- [Written tasks]:
1: According to the Fortnite passage, what name did tournament games give to ransacking a room for every bit of treasure?
2: Copy the Fortnite passage word for word from "Manage Your Inventory​" to "rarely an issue.".

- [Text to read]:
Fortnite's Battle Royale air drops 100 players onto an island with a time limit that counts down, tightening a storm circle that inflicts damage to players outside of it. The goal is to be the last man standing, although there are plenty of quests to pursue that don't necessarily involve combat. The game's title is a play on words: you can destroy structures and harvest their materials to quickly build your own crude forts.

Since its debut, Fortnite has expanded massively beyond shooting at other players. You can go fishing, hunt animals for food or tame them as pets, open vaults, fight monsters, dance to music, drive vehicles, and even camp out in a tent. All this while trying to survive within the time limit.

This allows a surprising amount of latitude that accommodates a wide range of tactics, specifically the military squad style that Dungeons & Dragons was originally known for.

Maximize Your Treasure​

In most Fortnite games, your character begins with one weapon or none at all. Finding equipment quickly is key, scattered throughout NPCs (that you can fight or purchase them from), in chests, or simply on the ground. Different items are color-coded by their rarity, which means players ruthlessly discard new items as they find better versions.

There are a variety of safes, chests, and vaults. Certain chests give out rarer treasure. There are also supply drops that descend from the sky on parachutes. There's even pinata-like animated llamas that give out treasure when you hit them (and flee when you attack).

Add all this up, and you can very quickly grab a lot of equipment in record time. But you have to look for it -- and in some cases, like chests which gives off a distinctive sound -- listen for it. Treasure is hidden in a variety of places, and Fortnite developers are fond of hiding them in false walls, under stairwells, and in attics.

Old school D&D players know this tactic well; in tournament games it was known as "Greyhawking the room" from the Living Greyhawk campaign -- ransacking everything for every bit of treasure. Most games no longer require players to detail searching every nook and cranny for treasure when time isn't a factor, but some OSR games encourage it.

Manage Your Inventory​

There are just five slots to work with in Fortnite, so inventory management is an accelerated version of D&D's encumbrance, with certain items even taking up two slots. Fortunately, ammunition and material does not take up slots (you can have 999 of each). Your default harvesting tool (and melee weapon) does not count against this limit.

Five slots means a decision between defense (shield potions), healing (first aid kits), special modes of movement (jetpacks, gliders), regular weapons and heavy weapons. There's also currency in Fortnite (in the form of gold bars), but it's plentiful enough that money is rarely an issue.

Older versions of D&D challenged players' inventory management skills with weight and cost, limiting characters to what they could afford and carry. 5E limits things further with certain magic items requiring attunement and just three attuned items at once. Like Fortnite, this requires players to measure what's best for their character in the short and long term.

[Excerpts from point annotation data]
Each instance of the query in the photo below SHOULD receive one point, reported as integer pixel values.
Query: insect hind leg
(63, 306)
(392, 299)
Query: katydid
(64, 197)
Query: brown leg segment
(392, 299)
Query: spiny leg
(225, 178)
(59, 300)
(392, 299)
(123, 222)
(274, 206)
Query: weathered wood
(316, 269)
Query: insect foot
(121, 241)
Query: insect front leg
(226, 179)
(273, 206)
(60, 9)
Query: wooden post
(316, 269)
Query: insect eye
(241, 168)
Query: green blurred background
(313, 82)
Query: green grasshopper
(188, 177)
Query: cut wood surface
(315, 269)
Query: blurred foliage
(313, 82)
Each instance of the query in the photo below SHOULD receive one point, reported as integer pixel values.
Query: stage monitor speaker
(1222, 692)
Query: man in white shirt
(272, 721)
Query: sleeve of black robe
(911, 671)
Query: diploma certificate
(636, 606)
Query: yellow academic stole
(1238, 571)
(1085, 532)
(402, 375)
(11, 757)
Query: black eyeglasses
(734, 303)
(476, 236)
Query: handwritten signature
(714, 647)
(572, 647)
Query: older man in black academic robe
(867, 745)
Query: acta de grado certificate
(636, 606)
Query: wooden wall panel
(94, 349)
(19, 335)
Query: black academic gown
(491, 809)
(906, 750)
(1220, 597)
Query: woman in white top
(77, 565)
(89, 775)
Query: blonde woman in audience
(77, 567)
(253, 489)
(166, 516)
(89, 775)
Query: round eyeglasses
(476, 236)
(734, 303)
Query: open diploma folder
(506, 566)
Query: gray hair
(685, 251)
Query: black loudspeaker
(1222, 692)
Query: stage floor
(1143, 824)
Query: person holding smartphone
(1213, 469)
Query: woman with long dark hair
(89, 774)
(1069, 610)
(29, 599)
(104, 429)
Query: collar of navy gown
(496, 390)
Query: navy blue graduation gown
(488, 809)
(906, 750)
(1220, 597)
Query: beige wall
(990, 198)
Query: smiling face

- [Answers to the tasks]:
1: "Greyhawking the room"

2:
Manage Your Inventory​

There are just five slots to work with in Fortnite, so inventory management is an accelerated version of D&D's encumbrance, with certain items even taking up two slots. Fortunately, ammunition and material does not take up slots (you can have 999 of each). Your default harvesting tool (and melee weapon) does not count against this limit.

Five slots means a decision between defense (shield potions), healing (first aid kits), special modes of movement (jetpacks, gliders), regular weapons and heavy weapons. There's also currency in Fortnite (in the form of gold bars), but it's plentiful enough that money is rarely an issue.